* [Excerpted text]:
Obama’s Drones Have Killed More Than the Spanish Inquisition

Humanity has been grappling with these questions throughout human history. And lest we get on our high horse and think this is unique to some other place, remember that during the Crusades and the Inquisition, people committed terrible deeds in the name of Christ. In our home country, slavery and Jim Crow all too often was justified in the name of Christ.

Quite often people, apparently including some western world leaders, display a stunning lack of knowledge or understanding of history by blindly dismissing the crusades and the inquisition as nothing but Christian fanaticism, comparable to the exploits of ISIS and Al Qaeda. It pays to read up on some background here.

Before the rise of Islam, North Africa and the middle east were largely Christian. The largest Christian communities of the area were in present day Egypt and Turkey. This represented a large percentage of the world's Christians, as Northern and Western Europe were comparatively sparsely populated at the time. These areas did not peacefully and voluntarily convert to Islam. During the lifetime of Mohammed, the Byzantine and Persian empires were engaged in a war against each other that lasted a century, and crippled both empires to the point that they were unable to resist the Arab invasions when they came. The Persian empire was completely absorbed, while the Byzantine empire lost Egypt and the Levant. The Gothic kingdom in Spain was completely destroyed by Muslim invaders, and only a fairly unlikely victory by Charles Martel at Tours kept the Frankish empire from falling too. Had that happened, all of Europe would likely have ended up under Islamic rule. Eventually the Umayyad broke up, and stopped expanding into Europe.

tl;dr In short, Christian leaders at the time of the Crusades had some reason to feel threatened by Islam.

Fast forward a few centuries. During the 11th century, the great schism happened: The Christian church had broken up into two competing halves: Catholic and Orthodox. Around the same time, the Turks invaded the Arab world, and conquered most of it. They converted to Islam, and started unifying Islam again. Once again, the Christian world saw itself confronted with an Islamic invasion. The Byzantine emperor asked the Pope for mercenaries to help defend against this invasion. The Pope saw an opportunity to reunite the Church, and asked for volunteers. Thousands of responded. Motives may have been a mixture of genuine piety and a wish to liberate the Christian brothers of Syria and Armenia on the one hand, and a quest for glory on the other hand, but to simply dismiss their motives as fanaticism or western Imperialism does them great injustice.

* [Extracted data]:
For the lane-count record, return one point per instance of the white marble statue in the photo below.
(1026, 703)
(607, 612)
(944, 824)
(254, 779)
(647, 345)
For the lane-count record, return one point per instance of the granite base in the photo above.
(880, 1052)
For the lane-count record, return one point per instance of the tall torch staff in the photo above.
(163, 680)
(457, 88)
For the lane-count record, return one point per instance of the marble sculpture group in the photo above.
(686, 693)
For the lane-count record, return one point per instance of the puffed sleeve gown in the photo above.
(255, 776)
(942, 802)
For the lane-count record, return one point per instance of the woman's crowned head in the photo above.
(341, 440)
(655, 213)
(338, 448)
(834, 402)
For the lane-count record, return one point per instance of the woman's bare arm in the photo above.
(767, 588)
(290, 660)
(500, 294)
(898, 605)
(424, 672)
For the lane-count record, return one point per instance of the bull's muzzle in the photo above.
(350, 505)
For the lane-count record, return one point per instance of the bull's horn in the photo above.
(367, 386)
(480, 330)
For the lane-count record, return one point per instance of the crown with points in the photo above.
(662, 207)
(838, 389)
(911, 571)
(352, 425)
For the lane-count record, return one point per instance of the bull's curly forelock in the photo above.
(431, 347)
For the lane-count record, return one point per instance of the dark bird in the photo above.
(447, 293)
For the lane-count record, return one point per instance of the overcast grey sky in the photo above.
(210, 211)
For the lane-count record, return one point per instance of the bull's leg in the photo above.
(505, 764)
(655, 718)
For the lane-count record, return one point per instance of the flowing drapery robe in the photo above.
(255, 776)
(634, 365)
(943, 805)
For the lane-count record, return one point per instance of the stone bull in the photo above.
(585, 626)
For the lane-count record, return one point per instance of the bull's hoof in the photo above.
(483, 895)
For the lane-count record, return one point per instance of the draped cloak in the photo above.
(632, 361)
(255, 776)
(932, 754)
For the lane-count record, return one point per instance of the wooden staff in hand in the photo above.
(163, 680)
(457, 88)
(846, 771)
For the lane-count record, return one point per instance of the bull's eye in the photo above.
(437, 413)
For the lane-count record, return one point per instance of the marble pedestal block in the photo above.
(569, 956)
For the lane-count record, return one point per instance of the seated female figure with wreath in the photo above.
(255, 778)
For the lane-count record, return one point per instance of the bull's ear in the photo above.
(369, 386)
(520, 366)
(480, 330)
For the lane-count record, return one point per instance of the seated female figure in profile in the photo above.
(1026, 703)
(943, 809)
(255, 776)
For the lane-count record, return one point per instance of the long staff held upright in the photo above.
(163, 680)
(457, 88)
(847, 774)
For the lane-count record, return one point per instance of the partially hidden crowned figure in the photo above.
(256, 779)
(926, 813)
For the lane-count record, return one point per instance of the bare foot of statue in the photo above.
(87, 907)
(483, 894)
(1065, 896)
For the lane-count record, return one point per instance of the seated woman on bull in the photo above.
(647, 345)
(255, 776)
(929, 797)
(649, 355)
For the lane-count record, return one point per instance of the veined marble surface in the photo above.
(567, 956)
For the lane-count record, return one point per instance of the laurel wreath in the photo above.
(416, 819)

* [List of tasks]:
1) List every empire that the passage on the Crusades names with the word "empire" or "empires."
2) According to the passage on the Crusades, into which two halves did the Christian church break during the 11th century?

* [Full answers]:
1)
Byzantine empire
Persian empire
Frankish empire

2) Catholic and Orthodox.